----- Alıntı Metin
Bu durum oldukça önemlidir. Çünkü gördüğün kadarıyla birçok işletmenin silajında iyi sıkıştırma ve kapatma yapılmaması sebebiyle asitlik yeterince gelişmediği için silajda yanık ve küflü bölgeler bulunmaktadır.

Daha vahimi bu bozulmuş silaj bölgeleri hayvanlara hiçbir önlem alınmadan yedirilmektedir. Bu tip silajların geneli için de kaliteli demek zordur. Bu silajlarda sıcaklık 50 °C'yi geçmekte, içerinde besin maddesi yüksek olsa dahi yandığı için hayvan bunları değerlendirmekte güçlük çekmektedir.

Yetiştiricilerimize bu silajları yedirirken dikkat etmeleri gereken birkaç önerim bulunmaktadır.

Eğer çevrenizde iyi bir laboratuvar ya da bu konuda hizmet veren uzman varsa, numune aldırıp asitliği ve besin maddelerini ölçtürerek besleme yapınız. Asitliğin ölçüsü olan pH dediğimiz analiz sonucu mısır silajı için 3.8-4.2 arasında olmalıdır.
----------
--- Yapılacak Çalışmalar ---
A. Silaj metnine göre mısır silajında pH değeri hangi aralıkta olmalıdır?
B. Silaj metnindeki "Daha vahimi bu" sözcüklerinden başlayıp "değerlendirmekte güçlük çekmektedir." sözcükleri de dahil olmak üzere ilgili bölümü aynen tekrar yazınız.
Bu çalışmada kayıtlara ihtiyaç yoktur.
----- Derlenen Veriler
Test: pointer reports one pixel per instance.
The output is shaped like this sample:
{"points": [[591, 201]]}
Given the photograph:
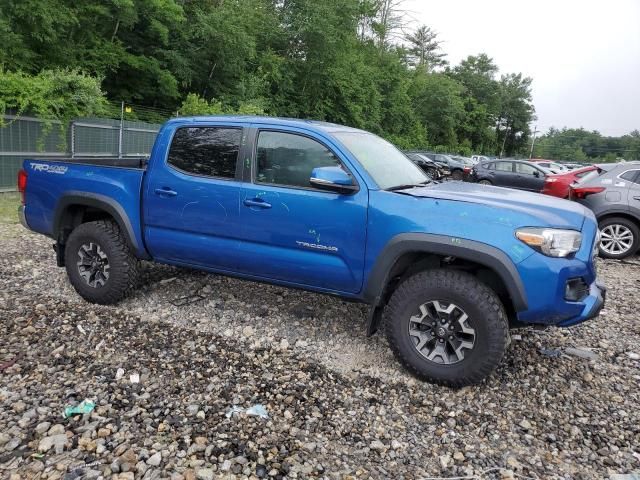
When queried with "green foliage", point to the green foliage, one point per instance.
{"points": [[578, 144], [55, 96], [196, 105], [334, 60]]}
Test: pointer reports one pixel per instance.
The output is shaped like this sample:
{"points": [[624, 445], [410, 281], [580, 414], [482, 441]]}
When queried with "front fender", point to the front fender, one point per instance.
{"points": [[471, 250]]}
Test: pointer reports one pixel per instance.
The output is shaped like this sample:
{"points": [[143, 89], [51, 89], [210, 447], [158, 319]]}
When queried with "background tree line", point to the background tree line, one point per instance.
{"points": [[345, 61]]}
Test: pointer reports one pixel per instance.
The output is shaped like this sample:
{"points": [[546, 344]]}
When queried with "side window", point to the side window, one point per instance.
{"points": [[210, 151], [288, 159], [503, 166], [525, 169], [630, 176]]}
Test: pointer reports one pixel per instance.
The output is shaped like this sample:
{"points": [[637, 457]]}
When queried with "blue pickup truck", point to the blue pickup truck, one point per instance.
{"points": [[446, 268]]}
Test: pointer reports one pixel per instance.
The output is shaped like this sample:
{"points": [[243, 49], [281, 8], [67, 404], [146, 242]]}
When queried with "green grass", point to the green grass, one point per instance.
{"points": [[9, 203]]}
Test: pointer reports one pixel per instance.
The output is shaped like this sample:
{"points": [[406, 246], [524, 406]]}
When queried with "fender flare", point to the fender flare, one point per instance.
{"points": [[477, 252], [101, 202]]}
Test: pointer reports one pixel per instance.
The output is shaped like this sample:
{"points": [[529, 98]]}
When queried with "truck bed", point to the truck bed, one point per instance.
{"points": [[56, 185], [126, 162]]}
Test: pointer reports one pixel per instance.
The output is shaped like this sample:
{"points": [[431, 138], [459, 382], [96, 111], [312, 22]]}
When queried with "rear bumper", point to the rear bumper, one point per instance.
{"points": [[22, 217]]}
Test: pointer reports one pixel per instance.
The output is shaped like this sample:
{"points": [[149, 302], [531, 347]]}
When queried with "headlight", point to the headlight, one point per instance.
{"points": [[551, 241]]}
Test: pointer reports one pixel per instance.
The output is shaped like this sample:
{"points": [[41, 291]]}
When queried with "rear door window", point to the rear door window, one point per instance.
{"points": [[504, 166], [207, 151]]}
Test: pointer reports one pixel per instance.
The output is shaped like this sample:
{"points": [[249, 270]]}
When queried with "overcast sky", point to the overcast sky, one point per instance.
{"points": [[583, 55]]}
----------
--- Görev Çözümleri ---
A. 3.8 ile 4.2 arasında olmalıdır.

B.
Daha vahimi bu bozulmuş silaj bölgeleri hayvanlara hiçbir önlem alınmadan yedirilmektedir. Bu tip silajların geneli için de kaliteli demek zordur. Bu silajlarda sıcaklık 50 °C'yi geçmekte, içerinde besin maddesi yüksek olsa dahi yandığı için hayvan bunları değerlendirmekte güçlük çekmektedir.